Skip every line before the one containing "For the benchmark, mark every instance of the pine", then copy that line and the rest of the entries below exactly, through the last line.

===== SUPPLIED RECORDS =====

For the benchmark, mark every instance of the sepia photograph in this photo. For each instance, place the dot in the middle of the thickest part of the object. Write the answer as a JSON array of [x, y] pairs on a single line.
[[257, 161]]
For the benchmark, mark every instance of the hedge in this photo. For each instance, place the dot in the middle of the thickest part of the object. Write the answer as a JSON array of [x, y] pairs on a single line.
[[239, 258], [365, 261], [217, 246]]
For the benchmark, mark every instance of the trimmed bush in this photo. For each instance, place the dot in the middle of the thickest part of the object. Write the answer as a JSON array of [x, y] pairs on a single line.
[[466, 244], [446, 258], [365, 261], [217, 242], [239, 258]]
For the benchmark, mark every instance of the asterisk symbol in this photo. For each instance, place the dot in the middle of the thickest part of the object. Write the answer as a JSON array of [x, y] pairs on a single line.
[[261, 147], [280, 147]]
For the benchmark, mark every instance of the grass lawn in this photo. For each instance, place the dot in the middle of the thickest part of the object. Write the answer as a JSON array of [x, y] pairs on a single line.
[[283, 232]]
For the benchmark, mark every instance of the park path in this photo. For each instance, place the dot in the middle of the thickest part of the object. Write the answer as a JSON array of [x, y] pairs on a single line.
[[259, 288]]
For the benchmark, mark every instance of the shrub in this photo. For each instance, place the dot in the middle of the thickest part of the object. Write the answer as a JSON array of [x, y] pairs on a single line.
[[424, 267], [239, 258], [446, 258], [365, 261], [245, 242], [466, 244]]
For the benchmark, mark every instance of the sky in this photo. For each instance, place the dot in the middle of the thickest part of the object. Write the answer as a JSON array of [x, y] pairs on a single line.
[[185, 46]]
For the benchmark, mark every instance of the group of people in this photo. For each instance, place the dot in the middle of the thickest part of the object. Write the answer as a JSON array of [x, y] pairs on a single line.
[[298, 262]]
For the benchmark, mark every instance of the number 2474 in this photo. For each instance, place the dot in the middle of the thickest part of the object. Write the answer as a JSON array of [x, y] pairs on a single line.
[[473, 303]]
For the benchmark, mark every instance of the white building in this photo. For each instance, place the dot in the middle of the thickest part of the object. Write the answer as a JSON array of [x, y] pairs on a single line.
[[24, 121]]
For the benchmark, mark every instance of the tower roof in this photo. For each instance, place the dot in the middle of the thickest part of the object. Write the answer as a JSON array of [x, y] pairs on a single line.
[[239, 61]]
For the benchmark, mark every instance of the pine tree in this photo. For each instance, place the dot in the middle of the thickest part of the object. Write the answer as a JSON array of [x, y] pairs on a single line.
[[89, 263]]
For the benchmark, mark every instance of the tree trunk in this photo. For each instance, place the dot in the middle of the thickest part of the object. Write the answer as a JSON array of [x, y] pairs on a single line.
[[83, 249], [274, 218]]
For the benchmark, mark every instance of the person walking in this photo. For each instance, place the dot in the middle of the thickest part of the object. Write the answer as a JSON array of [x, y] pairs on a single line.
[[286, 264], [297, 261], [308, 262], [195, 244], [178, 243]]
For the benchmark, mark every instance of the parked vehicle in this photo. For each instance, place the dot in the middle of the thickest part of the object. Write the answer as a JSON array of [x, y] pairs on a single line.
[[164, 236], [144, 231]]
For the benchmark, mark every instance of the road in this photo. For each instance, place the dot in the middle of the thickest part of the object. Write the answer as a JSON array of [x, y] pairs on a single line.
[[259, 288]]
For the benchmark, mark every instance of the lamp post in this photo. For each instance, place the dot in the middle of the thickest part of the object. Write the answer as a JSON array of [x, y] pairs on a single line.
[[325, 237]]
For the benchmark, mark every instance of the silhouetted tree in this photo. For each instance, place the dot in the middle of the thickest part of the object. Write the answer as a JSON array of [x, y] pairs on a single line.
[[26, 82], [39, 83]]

=====

▶ _RESPONSE FOR THIS EXERCISE_
For the benchmark, mark every instance of the pine tree in this photo. For each instance, place the dot in the middle of the thickest part of the object. Write the answer as a JSON array of [x, y] pairs on a single line.
[[89, 263]]
For the benchmark, mark every instance of the tree trunk in this photo. For each instance, place the dot in the middle of the thickest part of the object. Write the answer as a JSON array of [x, y] pairs on a single line.
[[83, 249], [274, 218]]
For the benchmark, mark every instance of the person walking in this photo. For each instance, place the dot in the middle of the thickest part of the object. Write the answer as a JSON array of [x, y] pairs on a single line.
[[286, 264], [297, 261], [308, 262], [195, 244], [178, 243]]
For the benchmark, mark every instance of the parked vehicle in this photo. For each instance, place the dot in the middle of the thickest part of the object. Write the answer as a JSON array of [x, y] pairs on a single line.
[[164, 236], [144, 231]]
For the benchmark, mark every instance of the road in this photo. For each instance, place the dot in the middle of the thickest part of the object. Write the answer as a JSON array of [x, y] pairs on a single line.
[[259, 288]]
For the benchmark, mark every instance of the lamp post in this photo. For each instance, place the dot in the middle of the thickest part of the object. Write the answer as a JSON array of [x, y] pairs on a single line.
[[325, 237]]
For the benchmark, mark every instance of the silhouetted tree in this photo. For each instance, place the dot in the middle of the thickest part of the object. Write the answer as a JSON array of [x, y] pairs on a single line.
[[26, 82], [39, 83]]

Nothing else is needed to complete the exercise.